◆ **Work item**:
In the data below, find the lines containing "diver" and say how many there are, nothing more.

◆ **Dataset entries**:
· · · · ·

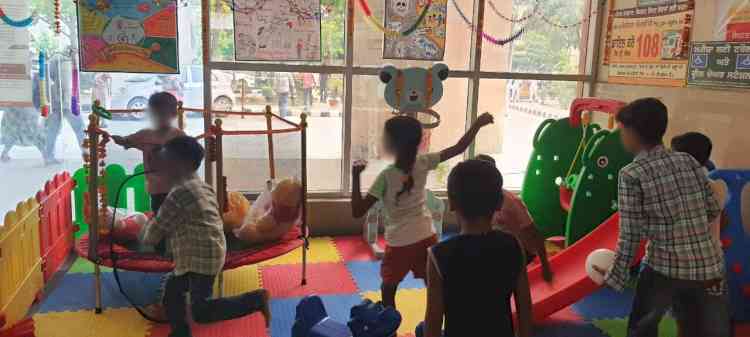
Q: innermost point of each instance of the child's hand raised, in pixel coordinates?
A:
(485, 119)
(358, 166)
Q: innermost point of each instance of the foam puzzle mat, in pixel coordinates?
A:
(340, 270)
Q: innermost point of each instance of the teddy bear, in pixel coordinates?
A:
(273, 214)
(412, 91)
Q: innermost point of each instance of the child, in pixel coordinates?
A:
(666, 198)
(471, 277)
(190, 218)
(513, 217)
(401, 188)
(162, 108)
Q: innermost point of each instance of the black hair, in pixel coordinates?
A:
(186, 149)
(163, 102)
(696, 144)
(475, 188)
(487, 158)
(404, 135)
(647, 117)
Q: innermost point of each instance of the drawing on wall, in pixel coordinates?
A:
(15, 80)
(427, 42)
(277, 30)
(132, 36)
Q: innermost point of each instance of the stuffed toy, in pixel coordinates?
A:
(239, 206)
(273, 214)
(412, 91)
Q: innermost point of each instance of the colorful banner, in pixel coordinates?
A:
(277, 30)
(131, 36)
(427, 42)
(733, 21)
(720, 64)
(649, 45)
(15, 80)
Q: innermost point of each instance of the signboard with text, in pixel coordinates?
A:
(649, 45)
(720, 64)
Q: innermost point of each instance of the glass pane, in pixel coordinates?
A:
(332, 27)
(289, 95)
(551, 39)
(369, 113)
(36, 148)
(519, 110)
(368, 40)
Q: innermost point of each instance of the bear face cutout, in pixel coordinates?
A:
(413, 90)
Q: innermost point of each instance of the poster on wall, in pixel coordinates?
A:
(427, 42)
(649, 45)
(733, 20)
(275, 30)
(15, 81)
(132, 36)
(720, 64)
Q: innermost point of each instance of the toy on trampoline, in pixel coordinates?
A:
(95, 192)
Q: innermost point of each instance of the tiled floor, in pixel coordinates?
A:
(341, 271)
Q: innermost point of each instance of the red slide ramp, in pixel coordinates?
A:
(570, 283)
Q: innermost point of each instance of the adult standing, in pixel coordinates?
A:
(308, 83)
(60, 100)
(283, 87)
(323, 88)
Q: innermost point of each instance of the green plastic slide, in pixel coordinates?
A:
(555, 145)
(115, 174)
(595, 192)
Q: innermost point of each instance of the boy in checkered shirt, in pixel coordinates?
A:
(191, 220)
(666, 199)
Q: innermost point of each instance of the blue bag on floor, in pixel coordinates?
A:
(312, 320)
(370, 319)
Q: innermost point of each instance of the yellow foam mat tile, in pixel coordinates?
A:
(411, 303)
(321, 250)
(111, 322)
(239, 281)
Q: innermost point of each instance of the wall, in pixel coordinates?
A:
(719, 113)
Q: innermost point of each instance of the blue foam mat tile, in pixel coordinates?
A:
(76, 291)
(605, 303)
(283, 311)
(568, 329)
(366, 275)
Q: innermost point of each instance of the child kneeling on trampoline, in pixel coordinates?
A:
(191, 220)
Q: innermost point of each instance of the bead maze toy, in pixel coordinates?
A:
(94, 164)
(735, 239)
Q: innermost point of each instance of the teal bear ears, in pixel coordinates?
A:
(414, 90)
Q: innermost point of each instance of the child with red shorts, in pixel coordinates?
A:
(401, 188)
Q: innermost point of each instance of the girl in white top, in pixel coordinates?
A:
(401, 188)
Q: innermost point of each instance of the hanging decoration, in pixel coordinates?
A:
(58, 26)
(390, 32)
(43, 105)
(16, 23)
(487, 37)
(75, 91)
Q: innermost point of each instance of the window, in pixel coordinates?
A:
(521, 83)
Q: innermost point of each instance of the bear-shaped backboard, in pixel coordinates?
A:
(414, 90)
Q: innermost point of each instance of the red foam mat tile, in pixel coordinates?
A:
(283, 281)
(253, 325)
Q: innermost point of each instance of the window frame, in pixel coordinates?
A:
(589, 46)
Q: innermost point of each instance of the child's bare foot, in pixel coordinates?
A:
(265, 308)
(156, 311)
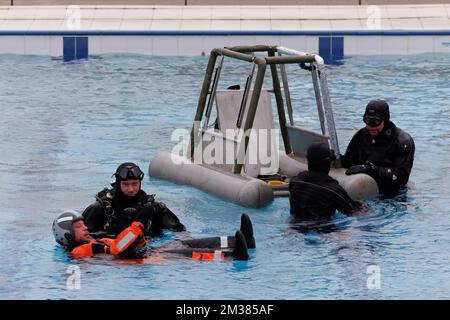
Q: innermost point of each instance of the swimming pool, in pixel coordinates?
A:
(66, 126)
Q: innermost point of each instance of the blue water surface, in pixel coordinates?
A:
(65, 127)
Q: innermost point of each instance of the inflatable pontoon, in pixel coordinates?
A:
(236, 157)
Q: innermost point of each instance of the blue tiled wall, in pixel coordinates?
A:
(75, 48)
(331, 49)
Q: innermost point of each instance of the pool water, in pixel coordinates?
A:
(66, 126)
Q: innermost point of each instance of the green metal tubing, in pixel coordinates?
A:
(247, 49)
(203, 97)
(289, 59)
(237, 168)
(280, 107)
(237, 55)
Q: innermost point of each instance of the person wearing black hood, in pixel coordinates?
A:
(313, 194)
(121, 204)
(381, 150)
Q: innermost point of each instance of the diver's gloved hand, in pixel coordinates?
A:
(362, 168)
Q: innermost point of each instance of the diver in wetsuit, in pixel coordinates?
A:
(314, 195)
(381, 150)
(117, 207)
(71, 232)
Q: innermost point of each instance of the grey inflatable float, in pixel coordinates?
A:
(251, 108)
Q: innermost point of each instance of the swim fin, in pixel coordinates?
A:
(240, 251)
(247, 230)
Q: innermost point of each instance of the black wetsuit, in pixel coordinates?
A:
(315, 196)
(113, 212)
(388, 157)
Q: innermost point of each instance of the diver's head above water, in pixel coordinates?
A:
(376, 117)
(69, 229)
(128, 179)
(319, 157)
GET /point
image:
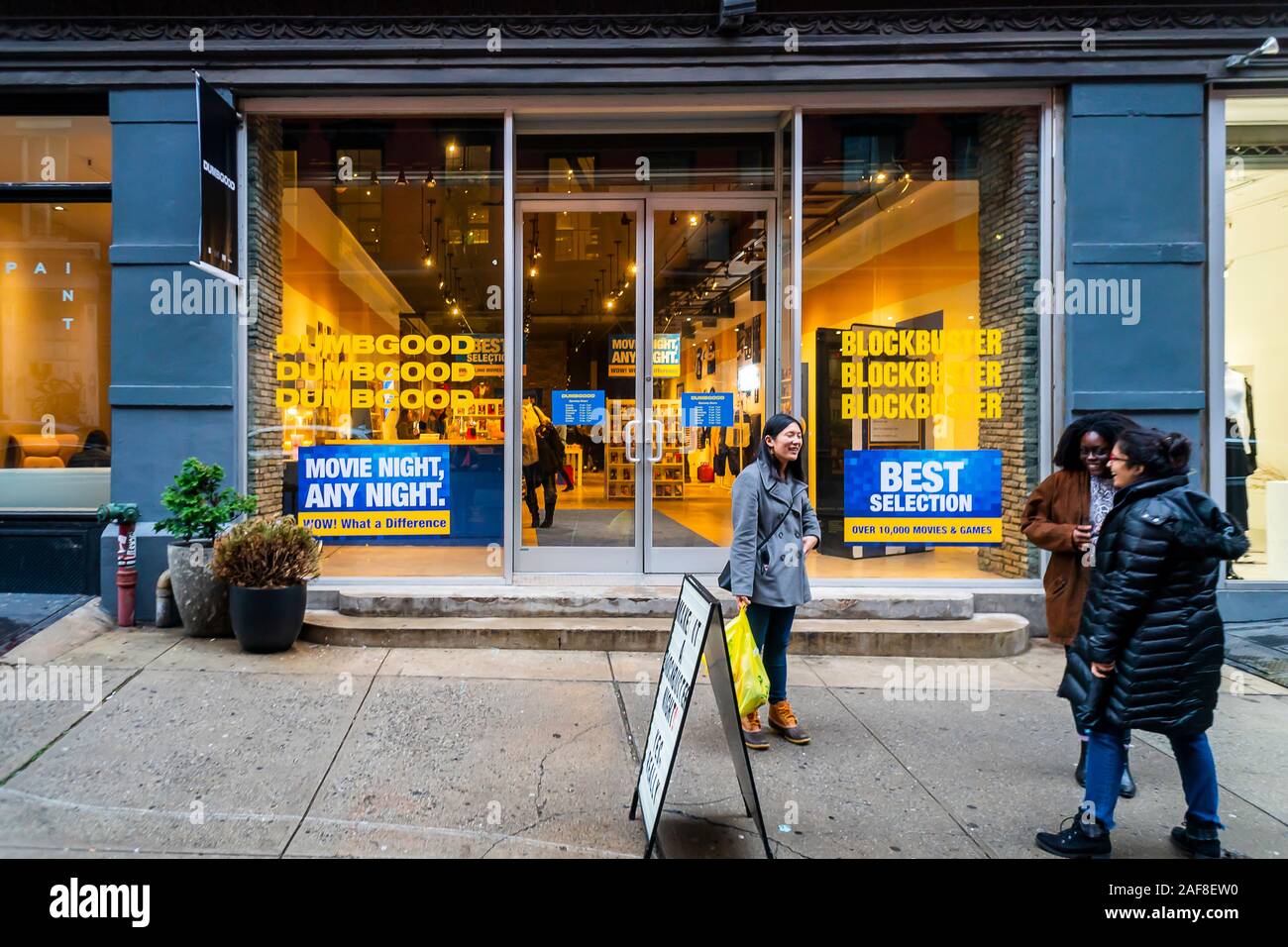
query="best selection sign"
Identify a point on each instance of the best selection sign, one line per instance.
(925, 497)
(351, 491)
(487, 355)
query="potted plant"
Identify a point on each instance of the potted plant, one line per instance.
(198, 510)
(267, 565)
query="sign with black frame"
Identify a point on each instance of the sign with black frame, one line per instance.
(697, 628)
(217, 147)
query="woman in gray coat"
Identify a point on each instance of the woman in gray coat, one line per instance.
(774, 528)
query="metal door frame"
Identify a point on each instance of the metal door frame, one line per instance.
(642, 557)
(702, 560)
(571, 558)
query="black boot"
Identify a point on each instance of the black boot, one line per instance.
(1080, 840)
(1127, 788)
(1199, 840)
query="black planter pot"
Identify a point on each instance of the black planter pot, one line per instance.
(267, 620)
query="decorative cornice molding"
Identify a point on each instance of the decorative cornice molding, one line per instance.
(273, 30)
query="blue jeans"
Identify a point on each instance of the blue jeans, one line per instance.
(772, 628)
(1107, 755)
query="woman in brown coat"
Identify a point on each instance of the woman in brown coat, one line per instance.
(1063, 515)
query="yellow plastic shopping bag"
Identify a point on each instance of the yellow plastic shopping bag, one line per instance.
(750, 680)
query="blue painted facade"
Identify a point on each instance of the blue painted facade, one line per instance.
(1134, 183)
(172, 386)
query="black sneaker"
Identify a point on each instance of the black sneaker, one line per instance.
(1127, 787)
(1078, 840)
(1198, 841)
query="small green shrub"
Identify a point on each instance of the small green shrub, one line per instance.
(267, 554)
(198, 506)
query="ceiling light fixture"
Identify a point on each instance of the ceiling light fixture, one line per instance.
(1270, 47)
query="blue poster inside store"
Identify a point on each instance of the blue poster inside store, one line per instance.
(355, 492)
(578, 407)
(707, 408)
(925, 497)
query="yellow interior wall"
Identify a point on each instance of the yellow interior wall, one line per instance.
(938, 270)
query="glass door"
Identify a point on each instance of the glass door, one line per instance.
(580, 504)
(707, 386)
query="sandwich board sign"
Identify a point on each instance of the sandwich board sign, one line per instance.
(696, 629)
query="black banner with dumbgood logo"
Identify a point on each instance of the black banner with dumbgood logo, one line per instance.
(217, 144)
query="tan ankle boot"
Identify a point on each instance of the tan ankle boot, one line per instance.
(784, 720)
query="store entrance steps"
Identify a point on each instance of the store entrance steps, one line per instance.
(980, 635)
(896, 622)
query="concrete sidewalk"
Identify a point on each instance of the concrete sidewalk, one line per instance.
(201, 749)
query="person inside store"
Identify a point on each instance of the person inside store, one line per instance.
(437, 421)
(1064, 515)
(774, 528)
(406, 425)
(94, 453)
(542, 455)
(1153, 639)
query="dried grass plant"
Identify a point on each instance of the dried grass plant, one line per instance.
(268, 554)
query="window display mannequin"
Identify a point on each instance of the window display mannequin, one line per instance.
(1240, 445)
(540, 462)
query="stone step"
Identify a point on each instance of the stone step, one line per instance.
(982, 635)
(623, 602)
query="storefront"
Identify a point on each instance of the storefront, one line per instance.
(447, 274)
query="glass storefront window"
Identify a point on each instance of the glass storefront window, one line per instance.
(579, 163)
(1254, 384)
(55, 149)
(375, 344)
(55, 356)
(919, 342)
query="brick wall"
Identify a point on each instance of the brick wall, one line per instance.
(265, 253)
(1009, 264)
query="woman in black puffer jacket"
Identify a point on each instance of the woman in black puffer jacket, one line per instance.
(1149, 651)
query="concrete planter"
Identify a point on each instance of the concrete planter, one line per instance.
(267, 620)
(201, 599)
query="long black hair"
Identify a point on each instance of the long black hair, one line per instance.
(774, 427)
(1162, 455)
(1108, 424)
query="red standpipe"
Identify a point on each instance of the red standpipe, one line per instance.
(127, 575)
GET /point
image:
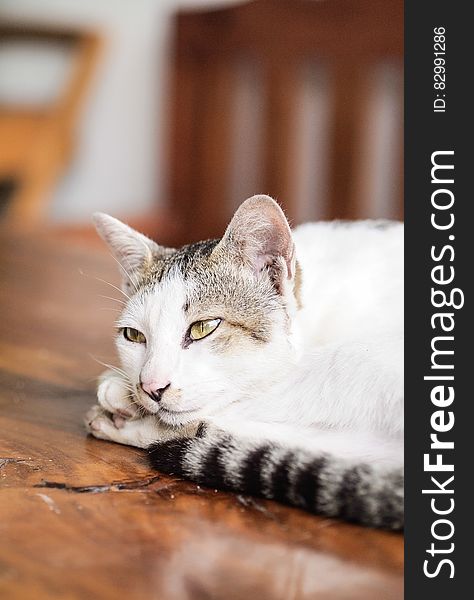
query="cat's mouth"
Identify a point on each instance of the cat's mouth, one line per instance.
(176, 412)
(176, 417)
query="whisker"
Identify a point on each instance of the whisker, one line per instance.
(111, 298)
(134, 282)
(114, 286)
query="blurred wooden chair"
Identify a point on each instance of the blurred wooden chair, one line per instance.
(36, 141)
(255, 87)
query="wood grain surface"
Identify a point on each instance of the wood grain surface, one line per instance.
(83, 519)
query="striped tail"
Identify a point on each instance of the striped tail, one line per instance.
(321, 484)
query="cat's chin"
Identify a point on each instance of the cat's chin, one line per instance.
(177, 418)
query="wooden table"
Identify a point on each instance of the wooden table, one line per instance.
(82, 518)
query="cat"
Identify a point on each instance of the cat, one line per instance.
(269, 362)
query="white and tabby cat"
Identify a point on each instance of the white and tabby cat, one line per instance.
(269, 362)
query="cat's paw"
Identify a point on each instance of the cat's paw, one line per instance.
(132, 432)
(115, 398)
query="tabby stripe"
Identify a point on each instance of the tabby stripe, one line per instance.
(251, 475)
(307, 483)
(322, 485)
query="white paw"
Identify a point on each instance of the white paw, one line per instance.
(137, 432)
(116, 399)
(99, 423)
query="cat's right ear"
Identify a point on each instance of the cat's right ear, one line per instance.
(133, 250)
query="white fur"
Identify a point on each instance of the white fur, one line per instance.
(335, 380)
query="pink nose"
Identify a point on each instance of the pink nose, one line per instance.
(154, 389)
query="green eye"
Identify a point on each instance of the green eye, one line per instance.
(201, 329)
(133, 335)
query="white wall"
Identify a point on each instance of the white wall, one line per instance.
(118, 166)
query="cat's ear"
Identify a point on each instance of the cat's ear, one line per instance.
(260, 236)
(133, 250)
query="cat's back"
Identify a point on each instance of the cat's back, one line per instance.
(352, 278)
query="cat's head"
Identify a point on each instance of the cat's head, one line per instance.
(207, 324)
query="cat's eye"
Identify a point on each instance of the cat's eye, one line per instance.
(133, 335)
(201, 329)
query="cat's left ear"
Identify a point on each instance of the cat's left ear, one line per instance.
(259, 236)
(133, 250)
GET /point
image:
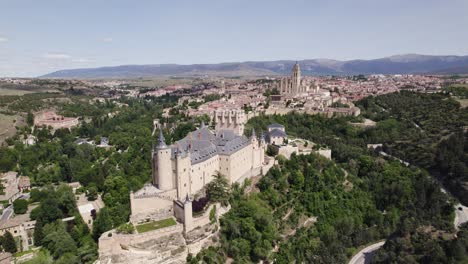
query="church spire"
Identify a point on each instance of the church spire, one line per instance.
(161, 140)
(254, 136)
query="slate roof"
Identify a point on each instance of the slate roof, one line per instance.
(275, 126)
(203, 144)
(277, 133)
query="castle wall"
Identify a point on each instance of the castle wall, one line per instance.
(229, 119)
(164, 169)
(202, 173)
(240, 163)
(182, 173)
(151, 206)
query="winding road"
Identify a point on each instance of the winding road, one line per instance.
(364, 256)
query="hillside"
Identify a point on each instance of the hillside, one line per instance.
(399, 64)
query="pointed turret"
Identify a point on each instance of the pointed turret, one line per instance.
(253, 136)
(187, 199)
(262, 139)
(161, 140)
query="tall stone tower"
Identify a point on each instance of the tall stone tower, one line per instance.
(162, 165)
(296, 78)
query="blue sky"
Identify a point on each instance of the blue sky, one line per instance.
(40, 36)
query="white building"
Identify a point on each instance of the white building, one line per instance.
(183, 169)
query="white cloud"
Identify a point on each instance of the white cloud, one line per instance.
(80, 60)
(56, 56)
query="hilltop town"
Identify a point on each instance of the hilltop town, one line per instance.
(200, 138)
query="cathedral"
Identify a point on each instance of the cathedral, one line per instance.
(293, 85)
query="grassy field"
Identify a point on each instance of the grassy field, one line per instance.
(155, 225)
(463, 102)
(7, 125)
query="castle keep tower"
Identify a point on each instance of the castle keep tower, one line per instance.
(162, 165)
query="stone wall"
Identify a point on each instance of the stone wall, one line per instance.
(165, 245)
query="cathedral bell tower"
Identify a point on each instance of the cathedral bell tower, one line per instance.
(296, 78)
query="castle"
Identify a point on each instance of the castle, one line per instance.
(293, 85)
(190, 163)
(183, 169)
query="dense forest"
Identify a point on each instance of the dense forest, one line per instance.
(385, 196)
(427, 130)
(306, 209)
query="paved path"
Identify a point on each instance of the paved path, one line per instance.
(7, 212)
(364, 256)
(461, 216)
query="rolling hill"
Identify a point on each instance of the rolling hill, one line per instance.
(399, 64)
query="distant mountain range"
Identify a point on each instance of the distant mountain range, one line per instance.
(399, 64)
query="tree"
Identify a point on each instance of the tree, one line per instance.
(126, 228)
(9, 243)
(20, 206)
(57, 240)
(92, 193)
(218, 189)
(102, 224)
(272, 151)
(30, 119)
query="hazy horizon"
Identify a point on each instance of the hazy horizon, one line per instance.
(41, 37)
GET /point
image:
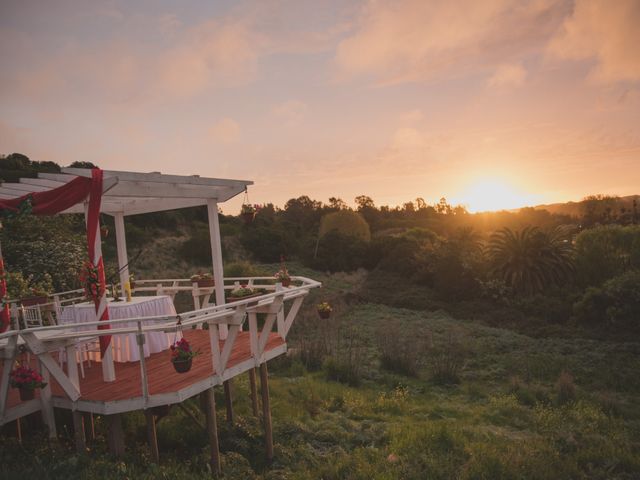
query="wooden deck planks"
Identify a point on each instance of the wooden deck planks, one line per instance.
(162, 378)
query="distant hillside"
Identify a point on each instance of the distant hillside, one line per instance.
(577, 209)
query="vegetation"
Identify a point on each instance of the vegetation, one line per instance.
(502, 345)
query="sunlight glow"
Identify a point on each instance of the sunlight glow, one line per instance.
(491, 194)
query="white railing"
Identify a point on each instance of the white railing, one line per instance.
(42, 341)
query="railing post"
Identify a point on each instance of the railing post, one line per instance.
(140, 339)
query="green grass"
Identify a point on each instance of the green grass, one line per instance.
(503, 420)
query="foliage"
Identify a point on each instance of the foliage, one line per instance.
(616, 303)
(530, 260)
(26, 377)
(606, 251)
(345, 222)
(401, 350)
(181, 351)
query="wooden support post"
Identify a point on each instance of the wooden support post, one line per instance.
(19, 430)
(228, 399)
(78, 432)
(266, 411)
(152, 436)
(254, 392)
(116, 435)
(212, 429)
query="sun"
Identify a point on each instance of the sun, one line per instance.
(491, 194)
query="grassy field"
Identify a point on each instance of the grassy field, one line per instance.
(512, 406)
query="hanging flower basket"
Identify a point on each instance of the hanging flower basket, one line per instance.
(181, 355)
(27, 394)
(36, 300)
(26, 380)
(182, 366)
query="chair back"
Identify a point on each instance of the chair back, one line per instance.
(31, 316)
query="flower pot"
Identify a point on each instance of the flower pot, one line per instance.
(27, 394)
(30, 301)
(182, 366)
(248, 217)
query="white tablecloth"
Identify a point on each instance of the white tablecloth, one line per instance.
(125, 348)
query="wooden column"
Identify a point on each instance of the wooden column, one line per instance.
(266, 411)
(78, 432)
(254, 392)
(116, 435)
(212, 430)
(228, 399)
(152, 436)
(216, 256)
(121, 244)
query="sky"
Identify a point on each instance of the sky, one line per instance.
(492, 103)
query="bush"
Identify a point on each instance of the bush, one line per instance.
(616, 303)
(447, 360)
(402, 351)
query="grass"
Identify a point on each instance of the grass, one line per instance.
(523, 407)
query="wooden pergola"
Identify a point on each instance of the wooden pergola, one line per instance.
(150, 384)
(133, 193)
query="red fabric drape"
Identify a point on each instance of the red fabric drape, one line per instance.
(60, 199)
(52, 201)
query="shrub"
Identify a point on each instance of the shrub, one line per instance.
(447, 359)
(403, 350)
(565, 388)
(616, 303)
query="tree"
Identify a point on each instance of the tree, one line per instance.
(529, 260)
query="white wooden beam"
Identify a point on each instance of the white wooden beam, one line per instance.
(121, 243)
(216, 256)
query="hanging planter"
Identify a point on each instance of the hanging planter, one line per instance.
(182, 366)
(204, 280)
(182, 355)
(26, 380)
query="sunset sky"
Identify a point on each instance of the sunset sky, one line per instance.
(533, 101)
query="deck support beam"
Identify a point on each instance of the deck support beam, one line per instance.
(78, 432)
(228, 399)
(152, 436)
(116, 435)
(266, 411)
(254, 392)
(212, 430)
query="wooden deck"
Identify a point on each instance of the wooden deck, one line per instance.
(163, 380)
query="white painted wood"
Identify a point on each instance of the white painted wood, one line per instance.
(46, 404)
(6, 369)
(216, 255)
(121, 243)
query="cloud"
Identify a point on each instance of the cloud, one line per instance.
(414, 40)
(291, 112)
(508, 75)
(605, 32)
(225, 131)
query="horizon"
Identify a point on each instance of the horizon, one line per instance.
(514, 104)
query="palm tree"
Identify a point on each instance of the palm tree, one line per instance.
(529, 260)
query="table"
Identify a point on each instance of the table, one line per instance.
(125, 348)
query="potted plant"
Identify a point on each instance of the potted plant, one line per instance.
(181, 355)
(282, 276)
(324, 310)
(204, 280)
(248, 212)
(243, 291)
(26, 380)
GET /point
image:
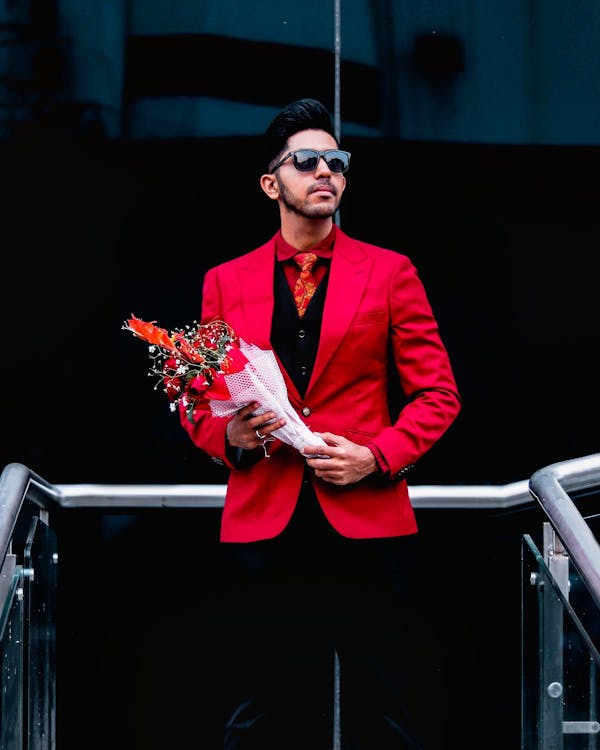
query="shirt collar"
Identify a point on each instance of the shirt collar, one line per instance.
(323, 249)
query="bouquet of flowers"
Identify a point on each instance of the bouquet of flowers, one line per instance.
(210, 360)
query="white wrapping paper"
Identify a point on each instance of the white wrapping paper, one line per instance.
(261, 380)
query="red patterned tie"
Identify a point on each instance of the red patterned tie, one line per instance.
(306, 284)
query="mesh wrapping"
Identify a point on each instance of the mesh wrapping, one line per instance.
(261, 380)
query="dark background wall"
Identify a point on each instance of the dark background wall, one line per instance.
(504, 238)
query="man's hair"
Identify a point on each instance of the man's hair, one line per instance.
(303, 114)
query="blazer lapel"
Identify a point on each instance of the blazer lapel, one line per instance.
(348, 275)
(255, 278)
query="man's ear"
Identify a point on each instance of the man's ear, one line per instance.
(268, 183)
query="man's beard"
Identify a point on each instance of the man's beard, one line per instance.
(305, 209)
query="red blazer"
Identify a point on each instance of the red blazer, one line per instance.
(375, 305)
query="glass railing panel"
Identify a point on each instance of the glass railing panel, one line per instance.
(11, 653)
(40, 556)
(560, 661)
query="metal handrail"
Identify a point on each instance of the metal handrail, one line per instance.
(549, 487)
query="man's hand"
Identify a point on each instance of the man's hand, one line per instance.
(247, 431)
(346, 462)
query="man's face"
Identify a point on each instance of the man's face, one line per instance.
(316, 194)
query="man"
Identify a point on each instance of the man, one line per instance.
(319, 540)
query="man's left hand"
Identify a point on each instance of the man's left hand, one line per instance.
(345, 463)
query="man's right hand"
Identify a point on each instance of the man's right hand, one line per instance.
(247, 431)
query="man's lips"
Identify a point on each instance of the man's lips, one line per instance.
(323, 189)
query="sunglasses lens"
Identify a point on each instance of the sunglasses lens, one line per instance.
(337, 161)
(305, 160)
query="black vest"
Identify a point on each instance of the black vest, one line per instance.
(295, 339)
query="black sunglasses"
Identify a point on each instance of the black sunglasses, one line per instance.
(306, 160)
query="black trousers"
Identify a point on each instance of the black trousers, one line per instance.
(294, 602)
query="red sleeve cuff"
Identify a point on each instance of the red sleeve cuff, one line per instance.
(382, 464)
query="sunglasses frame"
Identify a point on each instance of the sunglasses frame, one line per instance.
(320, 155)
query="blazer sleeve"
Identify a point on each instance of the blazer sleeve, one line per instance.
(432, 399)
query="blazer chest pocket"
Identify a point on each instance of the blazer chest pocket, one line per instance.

· · · · ·

◆ **Reply to the task**:
3